## GOAL
Please rewrite all the material below, changing each "one point per instance" to "a single point for each instance" and keeping everything else the same.

>> Start LISTED RECORDS

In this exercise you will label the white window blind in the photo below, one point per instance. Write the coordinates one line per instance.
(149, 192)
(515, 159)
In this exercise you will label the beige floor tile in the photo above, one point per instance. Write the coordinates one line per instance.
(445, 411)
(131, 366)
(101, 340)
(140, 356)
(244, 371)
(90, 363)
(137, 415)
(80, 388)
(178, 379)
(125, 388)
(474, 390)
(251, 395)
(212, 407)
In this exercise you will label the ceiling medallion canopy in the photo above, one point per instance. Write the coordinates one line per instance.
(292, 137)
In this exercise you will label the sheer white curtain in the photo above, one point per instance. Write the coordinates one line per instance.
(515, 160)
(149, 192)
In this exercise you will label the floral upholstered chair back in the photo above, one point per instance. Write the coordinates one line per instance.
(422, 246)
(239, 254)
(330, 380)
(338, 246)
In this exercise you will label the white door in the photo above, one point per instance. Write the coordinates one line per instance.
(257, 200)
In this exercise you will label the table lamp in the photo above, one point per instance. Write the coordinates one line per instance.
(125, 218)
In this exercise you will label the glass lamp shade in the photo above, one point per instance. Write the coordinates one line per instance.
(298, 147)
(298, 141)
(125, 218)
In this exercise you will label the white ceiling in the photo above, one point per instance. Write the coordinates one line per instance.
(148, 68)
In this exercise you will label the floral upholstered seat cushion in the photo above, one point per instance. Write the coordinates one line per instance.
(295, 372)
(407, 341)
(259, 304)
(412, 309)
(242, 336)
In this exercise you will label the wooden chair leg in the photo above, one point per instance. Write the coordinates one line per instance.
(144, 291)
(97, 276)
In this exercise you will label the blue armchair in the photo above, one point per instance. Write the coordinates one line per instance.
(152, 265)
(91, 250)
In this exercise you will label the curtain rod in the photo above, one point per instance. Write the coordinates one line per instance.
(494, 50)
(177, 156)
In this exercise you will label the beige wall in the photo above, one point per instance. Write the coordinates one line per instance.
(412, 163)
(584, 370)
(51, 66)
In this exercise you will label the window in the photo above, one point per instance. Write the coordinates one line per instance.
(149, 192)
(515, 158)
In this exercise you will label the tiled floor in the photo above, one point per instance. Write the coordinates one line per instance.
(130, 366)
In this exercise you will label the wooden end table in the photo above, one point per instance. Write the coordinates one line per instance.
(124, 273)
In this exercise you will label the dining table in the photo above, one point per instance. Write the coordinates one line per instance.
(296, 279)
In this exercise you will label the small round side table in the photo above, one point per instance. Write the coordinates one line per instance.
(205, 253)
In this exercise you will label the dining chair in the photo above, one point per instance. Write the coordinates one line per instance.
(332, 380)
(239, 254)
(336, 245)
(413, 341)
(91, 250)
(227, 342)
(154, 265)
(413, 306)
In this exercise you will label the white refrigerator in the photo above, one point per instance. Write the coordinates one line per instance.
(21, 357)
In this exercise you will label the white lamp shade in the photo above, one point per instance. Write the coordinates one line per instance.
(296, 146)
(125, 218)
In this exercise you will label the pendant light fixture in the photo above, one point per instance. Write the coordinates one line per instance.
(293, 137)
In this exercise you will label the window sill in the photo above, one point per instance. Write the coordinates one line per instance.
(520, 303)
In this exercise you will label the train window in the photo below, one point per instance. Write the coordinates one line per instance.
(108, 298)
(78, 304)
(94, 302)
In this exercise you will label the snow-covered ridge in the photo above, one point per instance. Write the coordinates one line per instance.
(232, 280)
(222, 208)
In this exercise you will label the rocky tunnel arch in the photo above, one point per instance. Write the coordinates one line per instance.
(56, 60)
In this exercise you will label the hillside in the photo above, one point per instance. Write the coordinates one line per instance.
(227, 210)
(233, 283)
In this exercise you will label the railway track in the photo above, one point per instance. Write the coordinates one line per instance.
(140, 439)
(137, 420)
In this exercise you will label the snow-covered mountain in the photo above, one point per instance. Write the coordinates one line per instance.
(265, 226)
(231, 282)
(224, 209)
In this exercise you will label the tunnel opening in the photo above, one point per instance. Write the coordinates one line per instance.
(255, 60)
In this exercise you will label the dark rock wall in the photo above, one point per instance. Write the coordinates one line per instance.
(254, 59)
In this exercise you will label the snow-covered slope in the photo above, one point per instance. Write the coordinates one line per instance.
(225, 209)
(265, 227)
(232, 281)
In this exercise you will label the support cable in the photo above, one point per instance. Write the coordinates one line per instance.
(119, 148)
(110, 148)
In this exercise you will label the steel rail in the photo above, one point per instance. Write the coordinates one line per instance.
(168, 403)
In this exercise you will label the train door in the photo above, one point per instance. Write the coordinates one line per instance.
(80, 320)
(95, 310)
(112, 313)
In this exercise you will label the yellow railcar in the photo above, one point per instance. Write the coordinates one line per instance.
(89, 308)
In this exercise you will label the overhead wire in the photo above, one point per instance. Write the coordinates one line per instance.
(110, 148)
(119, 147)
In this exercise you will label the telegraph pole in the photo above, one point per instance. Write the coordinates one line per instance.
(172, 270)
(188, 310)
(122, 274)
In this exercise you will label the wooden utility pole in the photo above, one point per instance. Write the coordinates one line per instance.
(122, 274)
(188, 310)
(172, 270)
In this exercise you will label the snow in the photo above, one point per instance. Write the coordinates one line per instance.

>> End LISTED RECORDS

## OUTPUT BELOW
In this exercise you will label the white window blind in the photo below, a single point for each instance. Write the coordinates one line per instance.
(149, 192)
(515, 159)
In this exercise you will label the beige floor tile in the photo above, a single point for each instance. Write the coordinates one line per instance.
(445, 411)
(131, 366)
(101, 340)
(140, 356)
(244, 371)
(90, 363)
(137, 415)
(80, 388)
(178, 379)
(125, 388)
(474, 390)
(251, 395)
(212, 407)
In this exercise you will label the ceiling medallion canopy in the photo above, a single point for each instance. Write the coordinates one line per instance.
(292, 137)
In this exercise you will label the sheer white curtain in the photo above, a single point for each instance. Write the coordinates one line per instance.
(515, 160)
(149, 192)
In this exercise you will label the floral upholstered chair back in the photo above, a single point for each instance. Write the coordinates one line per instance.
(422, 246)
(239, 254)
(330, 380)
(338, 246)
In this exercise you will label the white door in the photo above, a single point for each instance. Write the coordinates one line per instance.
(257, 200)
In this exercise you will label the table lamp in the photo above, a single point for each instance. Write the coordinates one line per instance.
(125, 218)
In this exercise you will label the glass lamp shade in the photo above, a single point for each instance. Write the coordinates one line per instance.
(298, 147)
(298, 141)
(125, 218)
In this exercise you will label the white ceiling in the photo above, a single point for each instance. Write the coordinates one line per instance.
(148, 68)
In this exercise you will label the floral upholstered seat cushion in the photo above, a single point for each instance. Write the coordinates one line per instance.
(295, 372)
(407, 341)
(259, 304)
(412, 309)
(242, 336)
In this exercise you will label the wooden chair leg in the photo above, a single point for each instance. Write the coordinates one line per instance.
(144, 291)
(97, 276)
In this exercise you will label the blue armchair in the photo above, a single point for each instance. Write the coordinates one line per instance.
(152, 265)
(91, 250)
In this exercise you will label the curtain rod in the photo above, a single point for each instance. Write the coordinates one line per instance.
(494, 50)
(177, 156)
In this exercise you will label the beige wall in the photo above, a single point for each instance. Write the coordinates one line per instance.
(412, 163)
(584, 370)
(51, 66)
In this exercise you will label the window in the photo above, a single point for each instance. Write the coordinates one line per instance.
(149, 192)
(515, 158)
In this exercise you will label the tiled floor in the photo above, a single point for each instance. Write the coordinates one line per instance.
(130, 366)
In this exercise you will label the wooden end table in the photo above, a single point for each instance. Write the coordinates one line per instance.
(124, 273)
In this exercise you will label the dining table in the photo above, a single point for each instance. Write the coordinates one line per instance.
(296, 279)
In this exercise you will label the small round side table in the photo above, a single point for each instance. Write the coordinates one line per instance.
(205, 253)
In this exercise you will label the dining chair in the photo above, a single point for each instance. Write the coordinates one line per instance.
(332, 380)
(239, 254)
(336, 245)
(413, 341)
(91, 250)
(227, 342)
(154, 265)
(413, 306)
In this exercise you will label the white refrigerator in the photo above, a single point for each instance. Write the coordinates one line per instance.
(21, 357)
In this exercise you will label the white lamp shade in the photo above, a single point for each instance. Write the coordinates one line per instance.
(296, 146)
(125, 218)
In this exercise you will label the pendant light fixture in the photo above, a single point for each instance. Write the coordinates one line per instance.
(293, 137)
In this exercise you will label the window sill in the photo above, a single point for each instance. Write the coordinates one line per instance.
(520, 303)
In this exercise you will label the train window in the photo below, a single point for each instance. Write the coordinates one line per instance.
(108, 298)
(78, 304)
(94, 302)
In this exercise you will label the snow-covered ridge in the photo above, a single point for each instance. Write the coordinates one line per instance.
(232, 280)
(222, 208)
In this exercise you will label the rocky tunnel arch in the photo above, a single point for each instance. Write the coordinates one line per instance.
(56, 60)
In this exercise you will label the hillside in the photo above, a single point for each instance. Write the coordinates one line per instance.
(227, 210)
(233, 283)
In this exercise you will label the railway track in the photo above, a single point for each instance. Write the coordinates one line per instance.
(140, 439)
(137, 420)
In this exercise you will label the snow-covered mountain in the photo above, a single point for each instance. Write the coordinates one line per instance.
(265, 226)
(231, 282)
(224, 209)
In this exercise you will label the tunnel opening in the photo above, a single point for each instance. Write the coordinates one line per instance.
(255, 60)
In this exercise you will label the dark rock wall in the photo above, a single point for each instance. Write the coordinates one line per instance.
(254, 59)
In this exercise you will label the snow-covered slope in the photo above, a single point for each instance. Write the coordinates one line per instance.
(225, 209)
(265, 227)
(232, 281)
In this exercise you will label the support cable in the photo above, a single point for each instance. Write the coordinates one line per instance.
(119, 148)
(110, 148)
In this exercise you will label the steel rail in the photo above, a single point for each instance. Write the coordinates one line per instance.
(168, 403)
In this exercise you will label the train door in the photo above, a single point for each instance. Write the coordinates one line per instance.
(80, 320)
(95, 310)
(112, 313)
In this exercise you will label the yellow railcar in the photo above, a single point for each instance. Write the coordinates one line per instance.
(89, 308)
In this exercise you will label the overhead wire in the photo above, a single point for each instance. Write the coordinates one line per instance.
(110, 148)
(119, 147)
In this exercise you will label the telegraph pole in the photo above, a single point for each instance. Write the coordinates one line per instance.
(172, 270)
(188, 310)
(122, 274)
In this exercise you will label the wooden utility pole in the photo above, a single point for each instance. Write the coordinates one line per instance.
(122, 274)
(188, 310)
(172, 270)
In this exercise you will label the snow in the photo above, a single point for each instance. Write the coordinates one line per instance.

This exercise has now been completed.